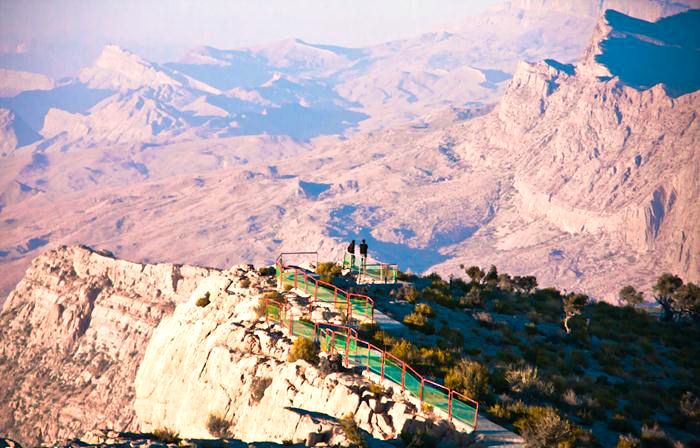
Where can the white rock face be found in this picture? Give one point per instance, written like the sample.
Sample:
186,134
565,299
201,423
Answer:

· · ·

__WORK TO COMPLETE__.
Update the entries above so that "rock face" becomes "cliff", with every other word left as it is. Leave the pictures out of your version.

__RESPONSE__.
Where can the white cliff be found in this picture? Give one point per instance, written like the sample.
Sample:
186,134
565,299
201,423
Answer:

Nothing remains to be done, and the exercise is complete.